== EXTRACTO ORIGINAL

El drama del Cambio Climático


En Glasgow se dejó pasar la oportunidad de que las multinacionales paguen su parte justa de obligaciones fiscales.

POR LÉONCE NDIKUMANA (*)

Por primera vez, el grueso de los deudores no está en África o en América Latina, sino en el Norte. Me refiero a la deuda climática, por supuesto, en un momento en que las catástrofes naturales se multiplican y la lucha contra el cambio climático se ha convertido en una cuestión existencial. Los países industrializados han utilizado el espacio atmosférico disponible para desarrollarse y enriquecerse con la explotación de los combustibles fósiles. Deberían haber aprovechado la Conferencia de las Naciones Unidas sobre el Cambio Climático (COP26) que se celebró en Glasgow para reconocer y honrar esta deuda climática con los países en desarrollo. No lo hicieron.

 Con el 6% las emisiones mundiales, América Latina ha contribuido muy poco al calentamiento global. Sin embargo, es una región que ya está sufriendo sus consecuencias. Las peores sequías en 50 años en el sur de la Amazonia y el récord de huracanes e inundaciones en Centroamérica durante 2020 son la nueva normalidad que espera a los latinoamericanos.

====
== FILAS DEL CONJUNTO

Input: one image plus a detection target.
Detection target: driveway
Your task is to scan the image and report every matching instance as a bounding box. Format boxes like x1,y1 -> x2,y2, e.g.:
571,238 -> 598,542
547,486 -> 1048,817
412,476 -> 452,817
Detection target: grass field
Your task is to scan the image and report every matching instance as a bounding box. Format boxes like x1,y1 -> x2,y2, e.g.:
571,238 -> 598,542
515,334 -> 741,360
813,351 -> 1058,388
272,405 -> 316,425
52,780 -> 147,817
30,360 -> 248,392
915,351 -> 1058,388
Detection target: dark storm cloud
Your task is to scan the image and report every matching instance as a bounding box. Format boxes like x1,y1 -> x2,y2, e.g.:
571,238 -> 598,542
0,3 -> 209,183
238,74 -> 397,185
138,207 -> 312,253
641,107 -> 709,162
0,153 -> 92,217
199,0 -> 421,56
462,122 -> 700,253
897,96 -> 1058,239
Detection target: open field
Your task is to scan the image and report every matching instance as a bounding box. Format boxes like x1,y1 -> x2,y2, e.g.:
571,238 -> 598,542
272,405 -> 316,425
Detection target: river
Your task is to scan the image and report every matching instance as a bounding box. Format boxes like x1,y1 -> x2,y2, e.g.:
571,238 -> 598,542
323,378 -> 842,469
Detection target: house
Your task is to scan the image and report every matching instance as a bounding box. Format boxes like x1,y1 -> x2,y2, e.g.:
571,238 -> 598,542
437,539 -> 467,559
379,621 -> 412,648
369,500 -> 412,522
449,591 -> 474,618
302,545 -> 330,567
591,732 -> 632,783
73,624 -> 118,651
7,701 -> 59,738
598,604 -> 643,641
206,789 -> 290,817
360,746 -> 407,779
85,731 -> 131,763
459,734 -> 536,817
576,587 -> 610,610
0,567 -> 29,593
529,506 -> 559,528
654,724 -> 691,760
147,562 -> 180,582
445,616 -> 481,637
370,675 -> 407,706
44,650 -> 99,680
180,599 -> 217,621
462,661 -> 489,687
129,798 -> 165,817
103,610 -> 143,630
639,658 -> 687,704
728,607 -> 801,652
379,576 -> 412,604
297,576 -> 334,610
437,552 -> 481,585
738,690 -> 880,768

====

▶ _CONSIGNAS_:
a) Responde brevemente estas preguntas sobre el texto acerca de la deuda climática:
(i) ¿En qué ciudad se celebró la COP26?
(ii) ¿Qué porcentaje de las emisiones mundiales se atribuye a América Latina?
(iii) ¿En qué zona se registraron las peores sequías en 50 años?
b) Continúa el texto acerca de la deuda climática a partir de su última oración.
Las líneas no intervienen en esto.

▶ _RESPUESTAS DADAS_:
a)
(i) En Glasgow.
(ii) El 6%.
(iii) En el sur de la Amazonia.

b)
 Esta injusticia no es solo una herencia del pasado. Incluso hoy, los países ricos siguen siendo los campeones de las emisiones de gases de efecto invernadero. En Norteamérica, cada persona emite una media de 20 toneladas de CO2 al año, frente a las 10 toneladas de un europeo. En China, una persona emite un promedio de 8 toneladas, frente a 4,8 toneladas en América Latina.

 Cumplir con su deuda climática significa que los países del Norte deben ayudar a los países en desarrollo a adaptarse a las catástrofes ambientales y darles los medios para emprender su transición energética hacia fuentes menos contaminantes. Este esfuerzo asciende a cientos de miles de millones de dólares.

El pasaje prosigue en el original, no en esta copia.